#### What you need to do:
Extract the opening line of the entries and every line after it, stopping at and including the line that contains "Find the green tree;". Do not include pictures.

#### Task data:
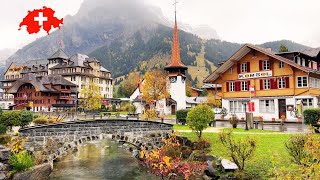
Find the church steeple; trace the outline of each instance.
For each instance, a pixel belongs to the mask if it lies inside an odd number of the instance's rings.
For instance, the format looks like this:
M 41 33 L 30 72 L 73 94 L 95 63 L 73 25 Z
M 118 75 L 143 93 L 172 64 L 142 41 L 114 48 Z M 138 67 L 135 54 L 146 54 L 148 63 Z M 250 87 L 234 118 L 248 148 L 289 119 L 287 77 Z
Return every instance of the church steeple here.
M 176 11 L 176 4 L 175 2 L 175 20 L 174 20 L 174 28 L 173 28 L 173 40 L 172 40 L 172 55 L 171 55 L 171 62 L 165 66 L 165 70 L 169 72 L 180 72 L 182 74 L 185 73 L 185 70 L 188 69 L 186 65 L 181 62 L 180 59 L 180 45 L 179 45 L 179 30 L 178 30 L 178 23 L 177 23 L 177 11 Z

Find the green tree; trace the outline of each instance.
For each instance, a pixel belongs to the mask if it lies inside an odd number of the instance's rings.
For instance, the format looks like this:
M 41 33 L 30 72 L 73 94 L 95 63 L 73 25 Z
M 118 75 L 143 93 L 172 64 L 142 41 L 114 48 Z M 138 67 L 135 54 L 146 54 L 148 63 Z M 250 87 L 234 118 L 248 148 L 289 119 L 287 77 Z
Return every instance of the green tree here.
M 198 105 L 191 109 L 187 115 L 187 124 L 200 139 L 202 131 L 214 120 L 214 112 L 208 105 Z
M 289 52 L 289 49 L 284 44 L 281 44 L 279 47 L 279 52 Z
M 140 83 L 140 75 L 138 72 L 132 72 L 128 77 L 120 84 L 118 89 L 118 95 L 121 97 L 129 97 L 133 91 L 138 87 Z M 124 88 L 125 87 L 125 88 Z
M 224 147 L 229 151 L 233 162 L 244 170 L 245 162 L 253 156 L 256 149 L 256 140 L 252 137 L 234 138 L 231 130 L 222 130 L 219 139 Z
M 89 83 L 89 87 L 82 89 L 81 92 L 81 107 L 86 110 L 97 110 L 101 108 L 101 99 L 100 87 L 93 83 Z

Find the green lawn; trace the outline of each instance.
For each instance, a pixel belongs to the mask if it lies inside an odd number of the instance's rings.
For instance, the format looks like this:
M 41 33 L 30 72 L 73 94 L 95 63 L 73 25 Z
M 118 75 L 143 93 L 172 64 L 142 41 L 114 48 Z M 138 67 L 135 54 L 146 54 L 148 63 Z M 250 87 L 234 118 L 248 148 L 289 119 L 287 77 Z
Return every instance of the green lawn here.
M 191 140 L 196 140 L 194 133 L 179 133 Z M 257 139 L 257 148 L 254 156 L 246 165 L 246 171 L 256 173 L 262 176 L 262 179 L 269 179 L 273 169 L 273 163 L 277 162 L 281 166 L 288 166 L 290 156 L 286 151 L 284 143 L 288 140 L 289 134 L 234 134 L 236 138 L 255 137 Z M 227 150 L 220 143 L 218 133 L 204 133 L 203 137 L 212 143 L 212 155 L 231 158 Z
M 187 125 L 180 125 L 180 124 L 174 124 L 174 125 L 173 125 L 173 129 L 174 129 L 174 130 L 191 130 L 191 129 L 189 128 L 189 126 L 187 126 Z

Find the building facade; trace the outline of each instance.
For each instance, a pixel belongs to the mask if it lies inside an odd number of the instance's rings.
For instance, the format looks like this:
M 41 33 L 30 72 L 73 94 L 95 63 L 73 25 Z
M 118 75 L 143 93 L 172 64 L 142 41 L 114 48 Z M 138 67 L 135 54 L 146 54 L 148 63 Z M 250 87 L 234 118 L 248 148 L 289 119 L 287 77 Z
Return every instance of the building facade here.
M 97 59 L 87 55 L 75 54 L 68 57 L 62 49 L 59 49 L 48 59 L 27 61 L 24 64 L 11 63 L 1 81 L 5 93 L 8 93 L 17 80 L 28 74 L 33 74 L 37 78 L 60 75 L 76 85 L 78 98 L 82 97 L 81 90 L 88 88 L 91 82 L 99 86 L 103 98 L 113 97 L 111 72 Z
M 17 80 L 7 92 L 14 95 L 15 109 L 37 112 L 76 106 L 76 85 L 61 75 L 37 77 L 29 73 Z
M 246 44 L 204 82 L 221 86 L 217 95 L 228 116 L 245 117 L 247 103 L 253 102 L 253 116 L 297 121 L 303 110 L 319 106 L 319 59 L 302 53 L 276 54 Z

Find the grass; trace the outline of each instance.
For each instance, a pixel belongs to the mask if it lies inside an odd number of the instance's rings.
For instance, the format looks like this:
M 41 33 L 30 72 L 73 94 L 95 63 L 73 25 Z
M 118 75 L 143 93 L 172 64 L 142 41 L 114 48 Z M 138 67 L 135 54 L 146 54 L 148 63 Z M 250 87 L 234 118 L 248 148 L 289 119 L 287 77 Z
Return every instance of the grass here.
M 194 133 L 180 133 L 182 136 L 191 140 L 196 140 Z M 281 166 L 290 165 L 290 156 L 286 151 L 284 143 L 288 140 L 290 134 L 233 134 L 235 138 L 254 137 L 257 139 L 257 148 L 253 157 L 246 164 L 246 171 L 251 174 L 259 174 L 261 179 L 271 177 L 273 163 L 277 162 Z M 203 133 L 203 137 L 211 143 L 211 154 L 221 156 L 231 160 L 227 149 L 221 144 L 218 133 Z
M 191 130 L 187 125 L 174 124 L 173 130 Z
M 248 131 L 244 128 L 224 128 L 224 129 L 232 129 L 233 132 L 243 132 L 243 133 L 280 133 L 280 131 L 273 131 L 273 130 L 261 130 L 261 129 L 249 129 Z

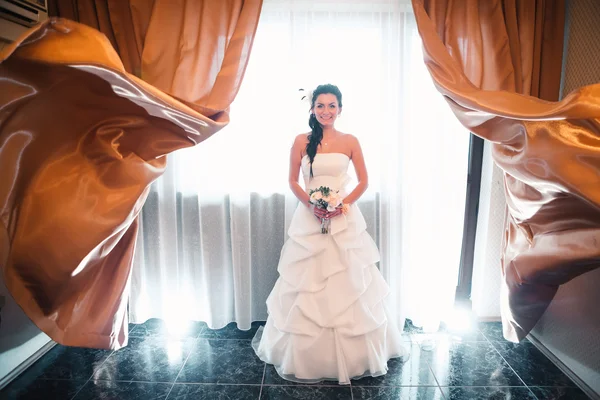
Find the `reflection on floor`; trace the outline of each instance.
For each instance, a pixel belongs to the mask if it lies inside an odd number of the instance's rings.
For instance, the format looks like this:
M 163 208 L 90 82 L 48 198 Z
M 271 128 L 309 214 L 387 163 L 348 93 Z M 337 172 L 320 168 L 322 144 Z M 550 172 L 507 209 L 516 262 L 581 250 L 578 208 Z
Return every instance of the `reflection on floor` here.
M 349 386 L 279 378 L 250 347 L 260 325 L 194 323 L 172 335 L 160 320 L 132 324 L 119 351 L 54 347 L 0 399 L 588 399 L 531 343 L 505 341 L 500 323 L 463 334 L 408 329 L 409 361 L 392 360 L 387 375 Z

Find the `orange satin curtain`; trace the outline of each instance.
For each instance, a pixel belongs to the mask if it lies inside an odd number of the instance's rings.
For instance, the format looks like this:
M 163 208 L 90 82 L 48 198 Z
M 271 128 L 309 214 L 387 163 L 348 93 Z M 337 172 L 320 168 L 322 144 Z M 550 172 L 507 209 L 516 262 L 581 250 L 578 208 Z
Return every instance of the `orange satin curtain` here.
M 494 143 L 505 172 L 501 311 L 504 336 L 519 341 L 559 285 L 600 266 L 600 85 L 556 102 L 562 0 L 413 0 L 413 9 L 438 90 Z
M 558 100 L 564 0 L 424 0 L 423 6 L 476 87 Z
M 104 33 L 127 72 L 203 115 L 227 120 L 220 114 L 237 94 L 248 62 L 246 38 L 256 29 L 258 3 L 50 0 L 49 9 Z M 241 27 L 247 35 L 240 35 Z
M 51 19 L 0 52 L 0 267 L 53 340 L 118 349 L 149 185 L 228 122 L 262 2 L 69 3 L 93 28 Z
M 140 76 L 141 57 L 154 0 L 48 0 L 48 14 L 102 32 L 125 70 Z

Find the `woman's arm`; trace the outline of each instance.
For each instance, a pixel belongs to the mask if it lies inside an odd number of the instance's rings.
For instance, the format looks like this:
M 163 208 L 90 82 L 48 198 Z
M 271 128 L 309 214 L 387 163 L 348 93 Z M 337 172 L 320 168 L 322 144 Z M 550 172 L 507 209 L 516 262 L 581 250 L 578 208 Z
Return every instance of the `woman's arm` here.
M 294 144 L 292 145 L 292 149 L 290 151 L 289 184 L 290 189 L 292 189 L 292 193 L 294 193 L 298 200 L 300 200 L 300 202 L 308 208 L 311 208 L 312 204 L 309 202 L 310 197 L 298 183 L 300 166 L 302 164 L 302 150 L 304 147 L 306 147 L 306 140 L 306 135 L 298 135 L 296 136 L 296 140 L 294 140 Z
M 298 135 L 290 151 L 290 176 L 288 178 L 290 189 L 294 195 L 317 217 L 321 219 L 327 215 L 327 210 L 322 210 L 310 203 L 310 196 L 298 184 L 300 166 L 302 165 L 302 150 L 306 147 L 306 135 Z
M 349 138 L 349 144 L 352 155 L 352 164 L 354 164 L 354 170 L 356 171 L 356 178 L 358 179 L 358 185 L 354 190 L 346 196 L 343 200 L 344 204 L 354 204 L 363 195 L 369 186 L 369 175 L 367 174 L 367 166 L 365 165 L 365 159 L 363 157 L 362 149 L 358 139 L 352 135 Z

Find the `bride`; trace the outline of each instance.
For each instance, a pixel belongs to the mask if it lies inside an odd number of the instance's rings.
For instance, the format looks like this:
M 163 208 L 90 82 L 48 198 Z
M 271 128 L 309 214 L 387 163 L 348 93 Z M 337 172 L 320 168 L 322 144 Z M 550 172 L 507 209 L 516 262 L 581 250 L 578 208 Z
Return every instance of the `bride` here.
M 290 155 L 290 187 L 301 204 L 267 299 L 269 317 L 252 341 L 261 360 L 282 378 L 301 383 L 349 384 L 383 375 L 390 358 L 408 354 L 386 308 L 389 287 L 375 265 L 379 251 L 355 204 L 367 189 L 367 169 L 356 137 L 335 129 L 341 111 L 336 86 L 315 89 L 312 131 L 296 137 Z M 349 192 L 350 162 L 358 184 Z M 300 170 L 305 189 L 298 183 Z M 315 208 L 308 192 L 320 186 L 339 190 L 343 206 L 331 212 Z M 330 223 L 326 234 L 322 219 Z

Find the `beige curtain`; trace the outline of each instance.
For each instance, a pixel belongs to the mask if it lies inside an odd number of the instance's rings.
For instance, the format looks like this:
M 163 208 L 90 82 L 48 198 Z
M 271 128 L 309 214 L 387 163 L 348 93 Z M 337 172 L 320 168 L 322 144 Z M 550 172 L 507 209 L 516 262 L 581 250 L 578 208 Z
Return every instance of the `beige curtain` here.
M 75 4 L 112 35 L 51 19 L 0 53 L 0 266 L 53 340 L 117 349 L 149 185 L 228 122 L 262 2 Z
M 461 123 L 494 143 L 508 205 L 504 336 L 600 266 L 600 85 L 560 102 L 564 1 L 413 0 L 425 63 Z M 551 101 L 545 101 L 545 100 Z

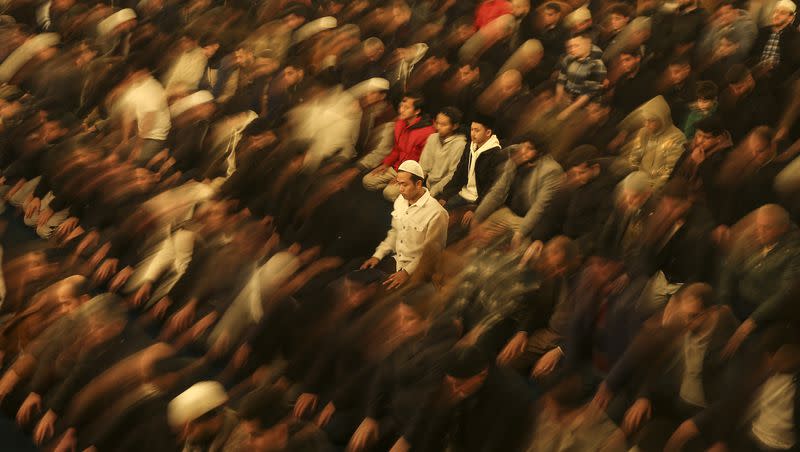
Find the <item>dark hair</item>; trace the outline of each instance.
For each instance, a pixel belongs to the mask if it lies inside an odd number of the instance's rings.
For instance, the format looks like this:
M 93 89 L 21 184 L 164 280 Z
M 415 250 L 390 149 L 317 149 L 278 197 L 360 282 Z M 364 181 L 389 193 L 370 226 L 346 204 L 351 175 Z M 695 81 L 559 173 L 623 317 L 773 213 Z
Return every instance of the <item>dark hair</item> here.
M 736 33 L 732 32 L 732 31 L 728 31 L 726 33 L 723 33 L 722 36 L 720 36 L 719 38 L 720 39 L 727 39 L 728 41 L 730 41 L 730 42 L 732 42 L 734 44 L 739 44 L 742 41 L 742 39 Z
M 419 177 L 416 174 L 411 174 L 411 173 L 408 173 L 408 175 L 411 176 L 411 182 L 413 182 L 414 185 L 417 185 L 417 182 L 422 182 L 422 185 L 425 185 L 424 177 Z
M 486 370 L 491 363 L 489 354 L 478 346 L 454 348 L 444 362 L 444 372 L 451 377 L 466 379 Z
M 694 96 L 697 99 L 713 100 L 718 94 L 717 84 L 709 80 L 701 80 L 694 87 Z
M 619 51 L 619 54 L 620 55 L 630 55 L 630 56 L 635 57 L 635 58 L 641 58 L 642 57 L 642 48 L 639 47 L 639 46 L 635 46 L 635 45 L 628 45 L 628 46 L 623 47 L 622 50 Z
M 705 133 L 710 133 L 711 135 L 718 137 L 725 133 L 725 124 L 722 123 L 722 119 L 720 119 L 717 115 L 707 116 L 694 124 L 695 130 L 699 130 Z
M 475 116 L 472 118 L 472 122 L 477 122 L 489 130 L 494 130 L 494 121 L 495 119 L 493 117 L 482 113 L 475 113 Z
M 686 55 L 678 55 L 670 58 L 667 66 L 691 66 L 692 60 Z
M 250 392 L 239 406 L 239 416 L 246 421 L 258 421 L 262 429 L 276 425 L 289 411 L 283 393 L 270 386 Z
M 461 120 L 464 118 L 464 114 L 456 107 L 444 107 L 439 113 L 447 116 L 453 125 L 461 124 Z
M 550 11 L 555 11 L 557 13 L 560 13 L 561 12 L 561 5 L 559 5 L 556 2 L 549 2 L 546 5 L 544 5 L 544 9 L 549 9 Z
M 597 163 L 597 159 L 601 158 L 603 154 L 597 150 L 596 147 L 592 146 L 591 144 L 583 144 L 569 153 L 564 161 L 564 168 L 570 169 L 575 168 L 576 166 L 581 166 L 584 163 L 588 165 L 594 165 Z
M 606 16 L 610 16 L 612 14 L 618 14 L 620 16 L 630 18 L 633 16 L 633 8 L 628 6 L 626 3 L 617 3 L 608 8 L 608 12 L 606 12 Z
M 716 7 L 716 8 L 714 8 L 714 11 L 719 11 L 719 10 L 721 10 L 722 8 L 726 7 L 726 6 L 730 6 L 730 7 L 731 7 L 731 8 L 733 8 L 733 9 L 737 9 L 737 8 L 736 8 L 736 3 L 735 3 L 735 2 L 733 2 L 733 1 L 731 1 L 731 0 L 722 0 L 722 1 L 720 1 L 719 3 L 717 3 L 717 7 Z
M 403 99 L 412 99 L 414 101 L 414 110 L 420 110 L 425 107 L 425 97 L 421 93 L 410 92 L 403 94 Z
M 750 72 L 750 69 L 748 69 L 744 64 L 734 64 L 730 69 L 728 69 L 728 72 L 725 73 L 725 81 L 728 82 L 729 85 L 742 83 L 751 75 L 752 73 Z
M 670 179 L 661 189 L 661 196 L 667 198 L 689 199 L 690 193 L 689 183 L 680 177 Z

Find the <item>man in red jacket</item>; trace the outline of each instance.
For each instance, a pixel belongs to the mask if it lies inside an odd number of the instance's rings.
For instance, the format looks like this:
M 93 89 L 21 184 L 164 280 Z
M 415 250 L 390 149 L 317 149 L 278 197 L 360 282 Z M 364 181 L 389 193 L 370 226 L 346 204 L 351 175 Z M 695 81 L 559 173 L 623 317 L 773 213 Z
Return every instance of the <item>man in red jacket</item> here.
M 514 8 L 508 0 L 486 0 L 475 10 L 475 28 L 480 30 L 498 17 L 513 12 Z
M 423 98 L 419 94 L 407 94 L 398 108 L 399 116 L 394 123 L 394 147 L 383 159 L 383 163 L 364 176 L 364 188 L 383 190 L 383 196 L 394 202 L 400 191 L 395 178 L 397 168 L 406 160 L 419 161 L 428 135 L 435 132 L 431 122 L 422 117 Z

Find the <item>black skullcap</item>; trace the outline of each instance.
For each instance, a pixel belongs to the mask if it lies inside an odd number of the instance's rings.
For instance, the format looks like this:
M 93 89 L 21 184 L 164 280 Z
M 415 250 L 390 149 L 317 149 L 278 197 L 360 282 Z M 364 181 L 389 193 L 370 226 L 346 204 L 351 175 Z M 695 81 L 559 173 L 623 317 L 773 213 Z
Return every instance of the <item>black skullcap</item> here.
M 250 392 L 239 406 L 239 416 L 246 421 L 258 421 L 262 429 L 275 426 L 289 411 L 283 392 L 270 386 Z
M 601 158 L 603 154 L 591 144 L 582 144 L 572 152 L 569 153 L 564 162 L 564 168 L 574 168 L 583 165 L 584 163 L 593 164 L 597 159 Z
M 750 69 L 744 64 L 734 64 L 725 73 L 725 81 L 731 83 L 741 83 L 751 74 Z
M 725 133 L 725 124 L 722 119 L 717 115 L 707 116 L 694 124 L 696 130 L 702 130 L 705 133 L 718 137 Z
M 492 116 L 483 114 L 483 113 L 475 113 L 475 116 L 472 118 L 472 122 L 477 122 L 478 124 L 486 127 L 487 129 L 494 130 L 495 126 L 495 118 Z
M 483 349 L 476 346 L 453 349 L 445 358 L 445 374 L 466 379 L 474 377 L 489 367 L 491 358 Z

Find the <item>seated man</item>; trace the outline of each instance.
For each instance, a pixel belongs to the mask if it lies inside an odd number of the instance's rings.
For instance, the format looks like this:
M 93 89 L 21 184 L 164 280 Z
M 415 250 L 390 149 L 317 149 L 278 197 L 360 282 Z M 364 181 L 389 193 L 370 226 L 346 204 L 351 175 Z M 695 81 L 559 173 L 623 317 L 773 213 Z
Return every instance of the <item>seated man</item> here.
M 386 281 L 394 289 L 408 281 L 423 253 L 438 253 L 447 241 L 447 211 L 425 188 L 425 172 L 419 163 L 406 160 L 398 167 L 400 196 L 394 202 L 392 228 L 375 253 L 361 266 L 376 267 L 394 253 L 395 273 Z
M 517 140 L 503 174 L 475 210 L 473 228 L 497 237 L 513 232 L 512 244 L 529 238 L 561 184 L 563 171 L 530 136 Z
M 428 136 L 435 130 L 422 117 L 424 99 L 420 95 L 407 95 L 400 103 L 399 116 L 394 126 L 394 148 L 381 165 L 364 176 L 364 188 L 383 191 L 389 201 L 397 199 L 399 186 L 393 183 L 400 164 L 406 160 L 419 161 Z
M 459 133 L 462 114 L 455 107 L 445 107 L 436 115 L 436 133 L 428 137 L 419 164 L 428 175 L 425 186 L 431 196 L 437 198 L 453 175 L 461 161 L 467 140 Z
M 686 143 L 683 132 L 672 123 L 667 101 L 662 96 L 653 98 L 631 113 L 621 127 L 636 129 L 622 148 L 627 163 L 650 176 L 655 188 L 667 182 Z
M 437 195 L 439 203 L 448 210 L 478 204 L 497 178 L 505 154 L 494 134 L 493 122 L 485 116 L 472 120 L 469 149 L 461 156 L 450 182 Z M 472 213 L 465 215 L 464 221 L 468 223 Z
M 556 100 L 567 107 L 561 113 L 562 117 L 598 97 L 606 81 L 606 66 L 601 59 L 603 51 L 592 44 L 592 37 L 588 33 L 570 38 L 566 48 L 556 85 Z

#### Answer box:
Find the church steeple; trace the outline of each instance.
For each instance, a pixel belongs to the mask if it lies inside an odd number of the instance's rings.
For instance, the format looks like this:
M 41 33 L 30 72 L 73 94 L 95 63 L 73 25 Z
M 118 75 L 143 93 L 172 64 L 142 41 L 114 48 Z M 138 67 L 135 54 L 146 54 L 148 63 Z M 250 87 L 234 118 L 248 148 L 289 119 L 287 77 Z
Return every instance of the church steeple here.
M 176 11 L 176 4 L 175 2 L 175 20 L 174 20 L 174 28 L 173 28 L 173 40 L 172 40 L 172 55 L 171 55 L 171 62 L 165 66 L 165 70 L 169 72 L 180 72 L 182 74 L 185 73 L 185 70 L 188 69 L 186 65 L 181 62 L 180 59 L 180 45 L 179 45 L 179 30 L 178 30 L 178 23 L 177 23 L 177 11 Z

Find the green tree; trace the outline of each instance.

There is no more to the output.